Natural-language object grounding data
┌──
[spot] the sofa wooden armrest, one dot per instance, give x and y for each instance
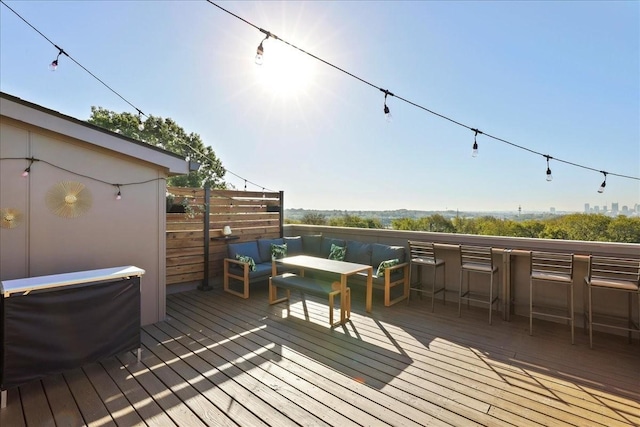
(244, 278)
(389, 283)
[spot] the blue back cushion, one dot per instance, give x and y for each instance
(244, 248)
(264, 247)
(325, 247)
(294, 245)
(358, 252)
(380, 252)
(311, 244)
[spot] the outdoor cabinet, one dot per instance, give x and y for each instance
(54, 323)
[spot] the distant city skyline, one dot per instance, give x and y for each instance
(559, 78)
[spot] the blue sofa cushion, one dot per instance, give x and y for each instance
(246, 249)
(278, 251)
(358, 252)
(380, 252)
(294, 245)
(248, 260)
(337, 252)
(264, 247)
(325, 247)
(311, 244)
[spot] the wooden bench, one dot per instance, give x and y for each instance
(304, 285)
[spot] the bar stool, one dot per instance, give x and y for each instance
(613, 274)
(476, 259)
(423, 255)
(553, 269)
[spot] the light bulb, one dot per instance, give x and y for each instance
(259, 55)
(387, 114)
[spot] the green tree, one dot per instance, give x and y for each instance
(166, 133)
(355, 222)
(313, 218)
(590, 227)
(624, 229)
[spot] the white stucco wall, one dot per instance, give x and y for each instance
(130, 231)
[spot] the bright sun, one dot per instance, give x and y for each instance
(285, 71)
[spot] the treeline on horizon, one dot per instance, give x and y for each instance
(578, 226)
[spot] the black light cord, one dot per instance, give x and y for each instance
(414, 103)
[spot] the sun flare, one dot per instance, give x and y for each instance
(285, 71)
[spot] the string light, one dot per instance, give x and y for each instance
(118, 194)
(260, 50)
(140, 120)
(54, 64)
(25, 173)
(474, 151)
(549, 176)
(604, 183)
(387, 112)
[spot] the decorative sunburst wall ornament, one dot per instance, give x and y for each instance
(10, 218)
(68, 199)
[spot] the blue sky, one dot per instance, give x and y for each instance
(560, 78)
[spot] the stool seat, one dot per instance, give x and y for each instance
(551, 269)
(613, 274)
(423, 254)
(612, 283)
(479, 260)
(556, 277)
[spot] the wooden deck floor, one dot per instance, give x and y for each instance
(223, 361)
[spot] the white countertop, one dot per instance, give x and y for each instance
(26, 285)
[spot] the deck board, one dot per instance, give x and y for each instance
(220, 360)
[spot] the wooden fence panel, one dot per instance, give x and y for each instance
(250, 214)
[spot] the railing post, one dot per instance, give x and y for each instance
(506, 284)
(205, 280)
(281, 213)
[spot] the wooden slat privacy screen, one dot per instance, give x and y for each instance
(250, 215)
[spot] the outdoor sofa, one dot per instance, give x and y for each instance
(390, 269)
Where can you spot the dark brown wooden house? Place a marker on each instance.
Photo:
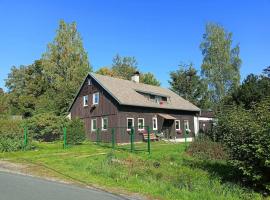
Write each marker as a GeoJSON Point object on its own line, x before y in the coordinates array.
{"type": "Point", "coordinates": [104, 102]}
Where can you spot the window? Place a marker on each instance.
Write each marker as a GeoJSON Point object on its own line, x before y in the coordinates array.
{"type": "Point", "coordinates": [164, 98]}
{"type": "Point", "coordinates": [154, 123]}
{"type": "Point", "coordinates": [93, 124]}
{"type": "Point", "coordinates": [177, 125]}
{"type": "Point", "coordinates": [158, 99]}
{"type": "Point", "coordinates": [95, 98]}
{"type": "Point", "coordinates": [130, 123]}
{"type": "Point", "coordinates": [186, 124]}
{"type": "Point", "coordinates": [104, 123]}
{"type": "Point", "coordinates": [140, 124]}
{"type": "Point", "coordinates": [85, 100]}
{"type": "Point", "coordinates": [89, 82]}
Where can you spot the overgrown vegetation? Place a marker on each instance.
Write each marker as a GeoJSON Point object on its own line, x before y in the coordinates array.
{"type": "Point", "coordinates": [206, 149]}
{"type": "Point", "coordinates": [11, 135]}
{"type": "Point", "coordinates": [46, 127]}
{"type": "Point", "coordinates": [246, 134]}
{"type": "Point", "coordinates": [168, 173]}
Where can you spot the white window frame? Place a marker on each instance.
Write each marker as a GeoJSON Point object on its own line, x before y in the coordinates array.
{"type": "Point", "coordinates": [187, 124]}
{"type": "Point", "coordinates": [84, 98]}
{"type": "Point", "coordinates": [102, 123]}
{"type": "Point", "coordinates": [92, 127]}
{"type": "Point", "coordinates": [141, 129]}
{"type": "Point", "coordinates": [154, 119]}
{"type": "Point", "coordinates": [177, 129]}
{"type": "Point", "coordinates": [128, 129]}
{"type": "Point", "coordinates": [94, 94]}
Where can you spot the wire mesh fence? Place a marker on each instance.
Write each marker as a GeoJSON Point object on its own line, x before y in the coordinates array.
{"type": "Point", "coordinates": [124, 138]}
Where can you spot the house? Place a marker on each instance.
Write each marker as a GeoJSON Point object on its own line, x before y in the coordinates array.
{"type": "Point", "coordinates": [103, 102]}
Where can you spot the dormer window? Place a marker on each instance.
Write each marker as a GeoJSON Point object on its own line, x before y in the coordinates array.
{"type": "Point", "coordinates": [85, 100]}
{"type": "Point", "coordinates": [89, 81]}
{"type": "Point", "coordinates": [95, 98]}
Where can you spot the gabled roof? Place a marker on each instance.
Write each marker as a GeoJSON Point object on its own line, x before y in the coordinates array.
{"type": "Point", "coordinates": [127, 92]}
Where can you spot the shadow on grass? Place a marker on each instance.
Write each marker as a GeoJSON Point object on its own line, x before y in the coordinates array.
{"type": "Point", "coordinates": [221, 170]}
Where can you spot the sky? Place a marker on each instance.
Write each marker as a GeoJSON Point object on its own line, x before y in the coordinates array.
{"type": "Point", "coordinates": [159, 34]}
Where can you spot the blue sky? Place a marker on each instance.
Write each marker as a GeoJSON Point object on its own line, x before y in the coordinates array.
{"type": "Point", "coordinates": [160, 34]}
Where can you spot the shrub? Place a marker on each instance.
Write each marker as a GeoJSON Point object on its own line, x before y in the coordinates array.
{"type": "Point", "coordinates": [75, 131]}
{"type": "Point", "coordinates": [204, 148]}
{"type": "Point", "coordinates": [247, 136]}
{"type": "Point", "coordinates": [11, 135]}
{"type": "Point", "coordinates": [46, 127]}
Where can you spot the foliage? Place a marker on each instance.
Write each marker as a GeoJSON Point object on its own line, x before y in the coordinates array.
{"type": "Point", "coordinates": [266, 71]}
{"type": "Point", "coordinates": [221, 61]}
{"type": "Point", "coordinates": [106, 71]}
{"type": "Point", "coordinates": [168, 173]}
{"type": "Point", "coordinates": [149, 78]}
{"type": "Point", "coordinates": [246, 134]}
{"type": "Point", "coordinates": [26, 85]}
{"type": "Point", "coordinates": [46, 127]}
{"type": "Point", "coordinates": [206, 149]}
{"type": "Point", "coordinates": [186, 83]}
{"type": "Point", "coordinates": [65, 65]}
{"type": "Point", "coordinates": [124, 67]}
{"type": "Point", "coordinates": [11, 135]}
{"type": "Point", "coordinates": [75, 131]}
{"type": "Point", "coordinates": [253, 89]}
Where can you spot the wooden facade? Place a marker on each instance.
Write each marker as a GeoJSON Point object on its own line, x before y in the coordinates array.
{"type": "Point", "coordinates": [117, 115]}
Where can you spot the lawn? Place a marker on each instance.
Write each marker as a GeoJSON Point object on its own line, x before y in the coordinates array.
{"type": "Point", "coordinates": [168, 173]}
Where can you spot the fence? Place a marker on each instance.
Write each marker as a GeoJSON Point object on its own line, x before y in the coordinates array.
{"type": "Point", "coordinates": [132, 139]}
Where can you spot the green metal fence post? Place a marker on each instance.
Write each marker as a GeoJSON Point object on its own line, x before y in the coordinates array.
{"type": "Point", "coordinates": [148, 140]}
{"type": "Point", "coordinates": [186, 138]}
{"type": "Point", "coordinates": [25, 136]}
{"type": "Point", "coordinates": [98, 136]}
{"type": "Point", "coordinates": [132, 140]}
{"type": "Point", "coordinates": [65, 137]}
{"type": "Point", "coordinates": [113, 139]}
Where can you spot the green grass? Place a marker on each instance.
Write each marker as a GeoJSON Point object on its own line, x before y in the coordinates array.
{"type": "Point", "coordinates": [168, 173]}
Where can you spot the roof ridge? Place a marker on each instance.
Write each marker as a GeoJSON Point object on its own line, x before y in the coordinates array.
{"type": "Point", "coordinates": [129, 81]}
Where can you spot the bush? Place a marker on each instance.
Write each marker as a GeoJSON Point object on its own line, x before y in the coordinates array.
{"type": "Point", "coordinates": [75, 131]}
{"type": "Point", "coordinates": [247, 136]}
{"type": "Point", "coordinates": [11, 135]}
{"type": "Point", "coordinates": [46, 127]}
{"type": "Point", "coordinates": [204, 148]}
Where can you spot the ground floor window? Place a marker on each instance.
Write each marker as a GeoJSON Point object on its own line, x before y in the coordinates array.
{"type": "Point", "coordinates": [93, 124]}
{"type": "Point", "coordinates": [140, 124]}
{"type": "Point", "coordinates": [154, 123]}
{"type": "Point", "coordinates": [177, 125]}
{"type": "Point", "coordinates": [104, 123]}
{"type": "Point", "coordinates": [186, 124]}
{"type": "Point", "coordinates": [130, 123]}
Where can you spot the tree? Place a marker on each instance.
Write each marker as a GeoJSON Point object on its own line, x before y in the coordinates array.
{"type": "Point", "coordinates": [221, 62]}
{"type": "Point", "coordinates": [266, 71]}
{"type": "Point", "coordinates": [186, 83]}
{"type": "Point", "coordinates": [3, 102]}
{"type": "Point", "coordinates": [26, 84]}
{"type": "Point", "coordinates": [149, 78]}
{"type": "Point", "coordinates": [106, 71]}
{"type": "Point", "coordinates": [65, 65]}
{"type": "Point", "coordinates": [124, 67]}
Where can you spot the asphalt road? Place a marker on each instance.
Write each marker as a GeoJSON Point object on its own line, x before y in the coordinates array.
{"type": "Point", "coordinates": [19, 187]}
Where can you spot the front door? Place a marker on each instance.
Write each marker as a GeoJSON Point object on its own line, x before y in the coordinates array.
{"type": "Point", "coordinates": [167, 128]}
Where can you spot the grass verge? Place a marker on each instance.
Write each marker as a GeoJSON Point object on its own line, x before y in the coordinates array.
{"type": "Point", "coordinates": [168, 173]}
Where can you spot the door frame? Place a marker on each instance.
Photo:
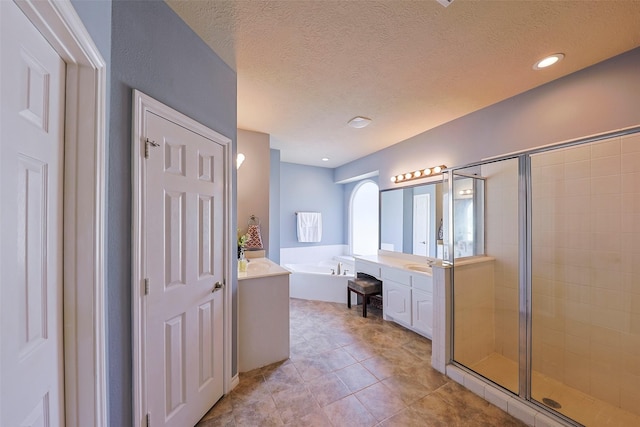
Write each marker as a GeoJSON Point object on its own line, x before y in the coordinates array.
{"type": "Point", "coordinates": [141, 104]}
{"type": "Point", "coordinates": [85, 390]}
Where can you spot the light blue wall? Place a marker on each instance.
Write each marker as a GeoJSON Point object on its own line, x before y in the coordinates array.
{"type": "Point", "coordinates": [598, 99]}
{"type": "Point", "coordinates": [148, 48]}
{"type": "Point", "coordinates": [310, 188]}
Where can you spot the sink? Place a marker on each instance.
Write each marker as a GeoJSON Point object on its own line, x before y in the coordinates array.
{"type": "Point", "coordinates": [419, 267]}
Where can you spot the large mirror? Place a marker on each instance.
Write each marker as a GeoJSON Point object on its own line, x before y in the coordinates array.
{"type": "Point", "coordinates": [411, 218]}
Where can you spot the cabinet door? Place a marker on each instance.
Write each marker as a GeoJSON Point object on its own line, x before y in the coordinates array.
{"type": "Point", "coordinates": [422, 319]}
{"type": "Point", "coordinates": [397, 301]}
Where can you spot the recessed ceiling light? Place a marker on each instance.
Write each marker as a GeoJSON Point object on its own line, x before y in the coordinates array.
{"type": "Point", "coordinates": [359, 122]}
{"type": "Point", "coordinates": [548, 61]}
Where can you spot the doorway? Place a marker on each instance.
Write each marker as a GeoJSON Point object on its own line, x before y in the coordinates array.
{"type": "Point", "coordinates": [82, 208]}
{"type": "Point", "coordinates": [364, 219]}
{"type": "Point", "coordinates": [181, 263]}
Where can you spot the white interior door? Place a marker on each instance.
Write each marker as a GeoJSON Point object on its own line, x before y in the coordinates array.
{"type": "Point", "coordinates": [31, 168]}
{"type": "Point", "coordinates": [421, 224]}
{"type": "Point", "coordinates": [184, 216]}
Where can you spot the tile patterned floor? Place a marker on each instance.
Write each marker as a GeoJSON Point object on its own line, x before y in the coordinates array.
{"type": "Point", "coordinates": [346, 370]}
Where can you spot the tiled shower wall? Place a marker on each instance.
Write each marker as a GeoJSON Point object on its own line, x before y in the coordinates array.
{"type": "Point", "coordinates": [586, 268]}
{"type": "Point", "coordinates": [501, 239]}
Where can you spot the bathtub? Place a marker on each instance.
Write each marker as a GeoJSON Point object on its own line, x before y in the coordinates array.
{"type": "Point", "coordinates": [314, 281]}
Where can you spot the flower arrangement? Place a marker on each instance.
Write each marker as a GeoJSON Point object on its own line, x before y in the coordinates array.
{"type": "Point", "coordinates": [242, 239]}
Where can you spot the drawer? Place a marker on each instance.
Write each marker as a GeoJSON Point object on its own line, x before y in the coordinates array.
{"type": "Point", "coordinates": [368, 268]}
{"type": "Point", "coordinates": [423, 282]}
{"type": "Point", "coordinates": [400, 276]}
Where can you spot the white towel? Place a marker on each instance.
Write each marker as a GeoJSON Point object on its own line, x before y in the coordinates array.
{"type": "Point", "coordinates": [309, 226]}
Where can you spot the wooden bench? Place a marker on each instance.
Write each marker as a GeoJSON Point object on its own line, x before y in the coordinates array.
{"type": "Point", "coordinates": [364, 285]}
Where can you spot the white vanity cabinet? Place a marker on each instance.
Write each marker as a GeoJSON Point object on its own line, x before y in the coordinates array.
{"type": "Point", "coordinates": [422, 312]}
{"type": "Point", "coordinates": [407, 295]}
{"type": "Point", "coordinates": [396, 301]}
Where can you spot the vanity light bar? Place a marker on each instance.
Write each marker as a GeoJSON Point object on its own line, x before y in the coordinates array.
{"type": "Point", "coordinates": [420, 173]}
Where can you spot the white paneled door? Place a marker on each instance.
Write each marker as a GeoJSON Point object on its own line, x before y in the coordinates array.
{"type": "Point", "coordinates": [421, 224]}
{"type": "Point", "coordinates": [183, 215]}
{"type": "Point", "coordinates": [31, 168]}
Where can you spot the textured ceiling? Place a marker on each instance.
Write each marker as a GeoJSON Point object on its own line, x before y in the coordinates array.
{"type": "Point", "coordinates": [306, 67]}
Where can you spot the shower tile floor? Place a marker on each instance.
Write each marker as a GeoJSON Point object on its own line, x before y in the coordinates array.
{"type": "Point", "coordinates": [575, 404]}
{"type": "Point", "coordinates": [345, 370]}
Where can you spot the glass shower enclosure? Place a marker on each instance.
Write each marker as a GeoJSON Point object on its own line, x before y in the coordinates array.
{"type": "Point", "coordinates": [545, 248]}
└──
_TASK_. Return only the part of the records above that opens with the line containing "Where can you spot the white paneled" and closes with the line containing "Where can you spot the shower", ends included.

_ANSWER TO THIS EXERCISE_.
Where can you spot the white paneled door? Place a marker on each instance.
Write each marker as a GeoJSON Point object on its own line, x before y in the coordinates array.
{"type": "Point", "coordinates": [421, 224]}
{"type": "Point", "coordinates": [183, 215]}
{"type": "Point", "coordinates": [31, 168]}
Where can you spot the textured ceiling? Place a marker on each instance.
Write each marker as a GeoJSON Point object on its own line, x before y in the coordinates array.
{"type": "Point", "coordinates": [306, 67]}
Where can you spot the shower tile floor? Place a marker on each instance.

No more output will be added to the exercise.